**Activity:**
In full and without alteration, write out the data below.

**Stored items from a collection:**
********************

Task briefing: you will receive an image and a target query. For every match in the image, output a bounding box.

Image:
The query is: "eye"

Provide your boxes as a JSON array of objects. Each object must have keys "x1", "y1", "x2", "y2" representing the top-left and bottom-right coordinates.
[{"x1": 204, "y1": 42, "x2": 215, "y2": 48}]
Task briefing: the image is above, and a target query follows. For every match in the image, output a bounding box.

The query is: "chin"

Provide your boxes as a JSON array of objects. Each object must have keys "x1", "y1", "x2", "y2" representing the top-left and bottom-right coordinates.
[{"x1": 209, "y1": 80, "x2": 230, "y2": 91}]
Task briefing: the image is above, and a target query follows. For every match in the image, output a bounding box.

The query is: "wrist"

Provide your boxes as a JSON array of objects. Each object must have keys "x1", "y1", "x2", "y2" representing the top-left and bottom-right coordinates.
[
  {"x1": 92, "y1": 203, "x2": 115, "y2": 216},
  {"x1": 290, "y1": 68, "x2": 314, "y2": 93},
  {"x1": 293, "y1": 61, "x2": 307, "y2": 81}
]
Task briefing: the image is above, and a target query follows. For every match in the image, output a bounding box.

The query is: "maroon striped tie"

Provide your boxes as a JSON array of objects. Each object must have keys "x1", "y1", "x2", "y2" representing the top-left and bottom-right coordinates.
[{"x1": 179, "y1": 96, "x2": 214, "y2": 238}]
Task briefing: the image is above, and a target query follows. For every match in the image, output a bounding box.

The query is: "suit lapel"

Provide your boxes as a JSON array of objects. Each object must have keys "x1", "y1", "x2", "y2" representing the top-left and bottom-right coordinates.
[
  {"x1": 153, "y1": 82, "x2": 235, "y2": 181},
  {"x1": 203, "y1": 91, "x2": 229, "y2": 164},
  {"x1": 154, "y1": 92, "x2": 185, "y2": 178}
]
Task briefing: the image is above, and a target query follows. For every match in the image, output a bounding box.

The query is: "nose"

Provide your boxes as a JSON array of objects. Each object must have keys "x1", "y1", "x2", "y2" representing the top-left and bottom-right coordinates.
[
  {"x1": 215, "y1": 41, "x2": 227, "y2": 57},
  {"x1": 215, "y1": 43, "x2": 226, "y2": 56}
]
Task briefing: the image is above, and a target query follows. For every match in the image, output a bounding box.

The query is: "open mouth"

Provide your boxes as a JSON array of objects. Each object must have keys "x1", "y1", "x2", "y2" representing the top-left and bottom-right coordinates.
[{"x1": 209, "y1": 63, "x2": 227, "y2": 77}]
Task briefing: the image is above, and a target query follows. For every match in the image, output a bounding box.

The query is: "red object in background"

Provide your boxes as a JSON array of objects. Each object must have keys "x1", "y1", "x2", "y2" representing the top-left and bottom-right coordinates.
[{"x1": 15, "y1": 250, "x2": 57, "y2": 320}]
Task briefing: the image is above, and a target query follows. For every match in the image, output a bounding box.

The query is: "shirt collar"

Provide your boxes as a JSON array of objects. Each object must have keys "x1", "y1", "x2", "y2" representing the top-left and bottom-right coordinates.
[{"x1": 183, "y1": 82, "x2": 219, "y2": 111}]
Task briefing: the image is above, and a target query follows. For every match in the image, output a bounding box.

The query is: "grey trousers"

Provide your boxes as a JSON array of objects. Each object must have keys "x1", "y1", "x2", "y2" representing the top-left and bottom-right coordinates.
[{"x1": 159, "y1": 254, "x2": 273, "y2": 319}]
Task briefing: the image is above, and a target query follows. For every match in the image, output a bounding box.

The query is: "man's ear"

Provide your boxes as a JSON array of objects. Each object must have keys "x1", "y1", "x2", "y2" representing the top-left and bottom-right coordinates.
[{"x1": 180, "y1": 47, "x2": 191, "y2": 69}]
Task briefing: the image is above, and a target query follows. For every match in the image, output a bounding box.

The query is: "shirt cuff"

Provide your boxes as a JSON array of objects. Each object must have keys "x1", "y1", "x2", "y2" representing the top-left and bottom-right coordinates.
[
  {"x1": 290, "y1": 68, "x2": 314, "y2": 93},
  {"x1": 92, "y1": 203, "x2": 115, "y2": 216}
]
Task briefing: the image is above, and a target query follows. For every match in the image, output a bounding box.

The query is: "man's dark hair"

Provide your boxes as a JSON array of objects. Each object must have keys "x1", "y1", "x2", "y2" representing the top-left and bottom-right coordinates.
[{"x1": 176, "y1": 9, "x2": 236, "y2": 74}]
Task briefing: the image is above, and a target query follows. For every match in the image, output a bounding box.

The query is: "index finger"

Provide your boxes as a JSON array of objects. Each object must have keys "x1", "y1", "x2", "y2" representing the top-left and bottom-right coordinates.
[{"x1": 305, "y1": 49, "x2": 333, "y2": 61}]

********************

**Exercise solution:**
Task briefing: you will receive an image and a target query. For every match in the image, output a bounding box.

Image:
The query is: "eye"

Provide your boxes as a JSON array of objects. Each object must have keys "x1", "y1", "x2", "y2" representing the top-left and bottom-right coordinates.
[{"x1": 204, "y1": 42, "x2": 215, "y2": 48}]
Task briefing: the image is above, and a target query follows. For every match in the image, output a bounding box.

The query is: "chin"

Provide your boxes as a JSON array of objects. Each object must have keys "x1", "y1", "x2", "y2" representing the top-left and bottom-right coordinates.
[{"x1": 209, "y1": 80, "x2": 230, "y2": 91}]
Task briefing: the image is above, and a target query follows. For every match in the image, output a bounding box.

The query is: "wrist"

Provide your boxes as a JSON array of objects. Each object must have keys "x1", "y1", "x2", "y2" representing the top-left and bottom-right coordinates.
[
  {"x1": 92, "y1": 203, "x2": 115, "y2": 216},
  {"x1": 290, "y1": 68, "x2": 314, "y2": 93},
  {"x1": 293, "y1": 61, "x2": 307, "y2": 81}
]
Task briefing: the image is above, and a target query follows. For every match in the image, output a bounding box.

The query is: "maroon striped tie"

Provide your boxes as a JSON array of objects. Each object must have keys "x1", "y1", "x2", "y2" representing the top-left and bottom-right coordinates.
[{"x1": 179, "y1": 96, "x2": 214, "y2": 238}]
Task briefing: the image is above, and a target query follows. For every match in the image, output a bounding box.

The query is: "suit lapel"

Provide your boxes as a JSON array of objects. Each object must have keys "x1", "y1", "x2", "y2" representing the top-left and bottom-right coordinates.
[
  {"x1": 153, "y1": 82, "x2": 235, "y2": 181},
  {"x1": 203, "y1": 91, "x2": 229, "y2": 164},
  {"x1": 154, "y1": 92, "x2": 185, "y2": 178}
]
Task briefing: the image is above, and a target query follows. For every match in the image, output a bounding box.

The query is: "nose"

Provide your boxes as a JSON array of objects. Each object must have keys "x1", "y1", "x2", "y2" representing the top-left and bottom-right coordinates.
[
  {"x1": 215, "y1": 41, "x2": 227, "y2": 57},
  {"x1": 215, "y1": 43, "x2": 226, "y2": 56}
]
Task briefing: the image is above, and a target query follows. For every match in the image, output a bounding box.

The query is: "open mouth"

Provide your boxes as a JSON array of objects. Each object must have keys "x1", "y1", "x2", "y2" representing the top-left and bottom-right coordinates.
[{"x1": 209, "y1": 63, "x2": 227, "y2": 77}]
Task briefing: the image is above, and a target query follows. For every match in the image, output a bounding box.

The query is: "red object in background"

Provide your boxes as a JSON array of objects. Each object must have keys "x1", "y1", "x2", "y2" representing the top-left and bottom-right coordinates.
[{"x1": 15, "y1": 250, "x2": 57, "y2": 320}]
Task briefing: the image is above, and a target query follows. For every match in the image, output a bounding box.

The query is: "shirt collar"

Provide your boxes as a JSON array of objects. Each object must have keys "x1", "y1", "x2", "y2" representing the top-left and bottom-right coordinates.
[{"x1": 183, "y1": 82, "x2": 219, "y2": 111}]
Task briefing: the image is above, and a target query follows. For every match in the image, output a bounding box.

The query is: "grey trousers"

Provide your boxes as a JSON array of objects. Each object must have keys "x1", "y1", "x2", "y2" representing the top-left and bottom-right coordinates.
[{"x1": 159, "y1": 254, "x2": 273, "y2": 319}]
Task briefing: the image is above, and a target query follows. For every match in the image, output a bounding box.

The query is: "man's ear"

Provide your boxes as a JSON array of objects. Each object must have keys "x1", "y1", "x2", "y2" representing the top-left and bottom-right coordinates.
[{"x1": 180, "y1": 47, "x2": 191, "y2": 69}]
Task briefing: the image is above, and a target query follows. For every match in the image, output a bounding box.

The query is: "shirt cuff"

Provide your boxes as a JSON array of objects. Each object must have keys "x1", "y1", "x2", "y2" representing the top-left and bottom-right coordinates.
[
  {"x1": 290, "y1": 68, "x2": 314, "y2": 93},
  {"x1": 92, "y1": 203, "x2": 115, "y2": 216}
]
Task briefing: the image is above, and a target query follows. For every match in the image, output a bounding box.

The query is: "man's dark hair"

Provide your boxes as a JSON array of objects. Each object must have keys "x1", "y1", "x2", "y2" representing the top-left and bottom-right coordinates.
[{"x1": 176, "y1": 9, "x2": 236, "y2": 74}]
Task briefing: the image is above, and a target query follows. For every match in the image, output a bounding box.

The query is: "index finger"

Provide your boxes as a JSON array of objects. Each object must have keys "x1", "y1", "x2", "y2" representing the top-left and bottom-right coordinates.
[{"x1": 305, "y1": 49, "x2": 333, "y2": 61}]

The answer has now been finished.